**Page extract:**
Like the statistical mean and median, the mode is a way of expressing, in a single number, important information about a random variable or a population.

The mode is not necessarily unique, since the same maximum frequency may be attained at different values.

Source: Wikipedia

The mode of a sample is the element that occurs most often in the collection.

For example: Mode of the sample {3, 7, 5, 13, 20, 23, 39, 23, 40, 23, 14, 12, 56, 23, 29} is 23.

It is not necessary that the mode for a given sample is always unique.  There could be multiple modes of the given dataset, if it have 2 modes then we call the dataset as bimodal and if it have more than 2 modes then we call the dataset as multimodal.

bimodal example : {1, 3, 3, 3, 4, 4, 6, 6, 6, 9}  have 2 modes 3 & 6.

There is currently no built in function in q for finding the mode. Lets try writing it, a simple function could be :

q)mode1:{key[d]where max[c]=c:count each value d:group x}
q)mode1  1 2 3 2 4 5 3 5 6 4 3 2
2 3

The above function is simple but we are not utilizing the features which comes automatically with the dictionary datatype in q.

**What to do:**
- A) In the text on the statistical mode, list every built-in q keyword used in the body of the function mode1.
- B) Pick up the text on finding the mode in q right after its last sentence and continue it.

**Material supplied:**
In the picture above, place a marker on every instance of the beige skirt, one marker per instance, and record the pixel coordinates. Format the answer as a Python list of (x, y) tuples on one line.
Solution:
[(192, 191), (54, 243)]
...
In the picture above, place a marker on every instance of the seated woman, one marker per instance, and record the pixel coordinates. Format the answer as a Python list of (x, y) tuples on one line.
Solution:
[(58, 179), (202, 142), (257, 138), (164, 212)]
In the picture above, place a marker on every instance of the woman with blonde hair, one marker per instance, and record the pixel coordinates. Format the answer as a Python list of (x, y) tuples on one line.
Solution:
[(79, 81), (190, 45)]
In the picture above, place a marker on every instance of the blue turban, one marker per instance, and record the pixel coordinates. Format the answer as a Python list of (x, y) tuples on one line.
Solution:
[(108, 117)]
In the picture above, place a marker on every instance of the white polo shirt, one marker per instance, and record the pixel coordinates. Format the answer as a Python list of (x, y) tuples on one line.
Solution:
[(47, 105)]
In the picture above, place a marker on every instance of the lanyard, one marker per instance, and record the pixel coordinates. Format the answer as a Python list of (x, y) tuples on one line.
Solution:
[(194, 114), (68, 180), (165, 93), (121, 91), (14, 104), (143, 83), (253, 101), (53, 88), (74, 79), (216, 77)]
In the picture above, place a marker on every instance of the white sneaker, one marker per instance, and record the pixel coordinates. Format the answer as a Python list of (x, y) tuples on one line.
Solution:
...
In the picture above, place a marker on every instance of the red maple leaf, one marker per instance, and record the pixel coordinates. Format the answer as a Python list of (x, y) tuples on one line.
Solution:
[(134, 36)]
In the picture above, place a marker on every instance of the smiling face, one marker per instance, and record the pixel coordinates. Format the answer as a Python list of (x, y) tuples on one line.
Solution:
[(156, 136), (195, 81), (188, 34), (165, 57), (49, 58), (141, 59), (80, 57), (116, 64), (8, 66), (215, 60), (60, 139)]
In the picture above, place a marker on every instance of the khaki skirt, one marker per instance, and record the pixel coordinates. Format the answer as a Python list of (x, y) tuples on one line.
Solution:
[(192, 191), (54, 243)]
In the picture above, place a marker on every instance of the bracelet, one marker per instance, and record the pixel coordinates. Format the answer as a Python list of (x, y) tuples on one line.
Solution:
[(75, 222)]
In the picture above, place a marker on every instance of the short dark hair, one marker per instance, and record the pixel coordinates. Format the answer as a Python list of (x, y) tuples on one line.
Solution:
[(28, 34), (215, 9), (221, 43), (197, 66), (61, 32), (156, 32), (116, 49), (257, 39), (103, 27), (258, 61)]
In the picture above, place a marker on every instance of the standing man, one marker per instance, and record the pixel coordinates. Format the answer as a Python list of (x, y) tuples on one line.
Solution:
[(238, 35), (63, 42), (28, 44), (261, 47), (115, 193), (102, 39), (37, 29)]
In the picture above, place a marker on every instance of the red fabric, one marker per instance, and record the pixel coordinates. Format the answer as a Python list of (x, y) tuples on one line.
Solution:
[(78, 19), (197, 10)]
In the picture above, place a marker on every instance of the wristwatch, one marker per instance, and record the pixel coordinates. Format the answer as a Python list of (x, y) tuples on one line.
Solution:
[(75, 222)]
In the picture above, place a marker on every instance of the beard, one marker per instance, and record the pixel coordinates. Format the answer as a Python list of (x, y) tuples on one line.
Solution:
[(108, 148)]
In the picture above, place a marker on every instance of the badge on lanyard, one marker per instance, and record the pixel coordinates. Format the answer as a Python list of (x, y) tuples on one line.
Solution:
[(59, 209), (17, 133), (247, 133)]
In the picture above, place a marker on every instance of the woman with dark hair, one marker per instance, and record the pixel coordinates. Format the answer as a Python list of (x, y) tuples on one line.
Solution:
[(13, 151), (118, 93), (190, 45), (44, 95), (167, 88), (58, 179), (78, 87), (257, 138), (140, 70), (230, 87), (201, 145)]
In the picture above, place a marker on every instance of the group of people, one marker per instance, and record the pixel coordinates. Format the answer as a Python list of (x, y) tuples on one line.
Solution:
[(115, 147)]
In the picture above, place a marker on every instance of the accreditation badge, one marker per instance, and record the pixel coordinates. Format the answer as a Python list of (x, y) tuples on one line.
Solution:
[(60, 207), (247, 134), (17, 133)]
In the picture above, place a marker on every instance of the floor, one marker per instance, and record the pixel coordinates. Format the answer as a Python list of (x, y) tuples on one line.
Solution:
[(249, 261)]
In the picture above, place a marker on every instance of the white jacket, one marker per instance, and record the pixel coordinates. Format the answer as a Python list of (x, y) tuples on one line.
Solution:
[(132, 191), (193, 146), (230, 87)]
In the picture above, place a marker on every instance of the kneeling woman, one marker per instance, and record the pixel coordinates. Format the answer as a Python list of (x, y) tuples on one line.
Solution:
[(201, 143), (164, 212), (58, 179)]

**Written responses:**
- A) key, where, max, count, each, value, group

- B)
Here is the new definition, which will return all the modes of the input sample:

q)mode:{where max[c]=c:count each d:group x}
q)mode  1 2 3 2 4 5 3 5 6 4 3 2
2 3

Note that the count, max and where works in a different way in case of dictionary. Here “count each” is actually counting the values corresponding to each key and returns a dictionary, max looks up the maximum value of dictionary range and where returns the key for true dictionary range.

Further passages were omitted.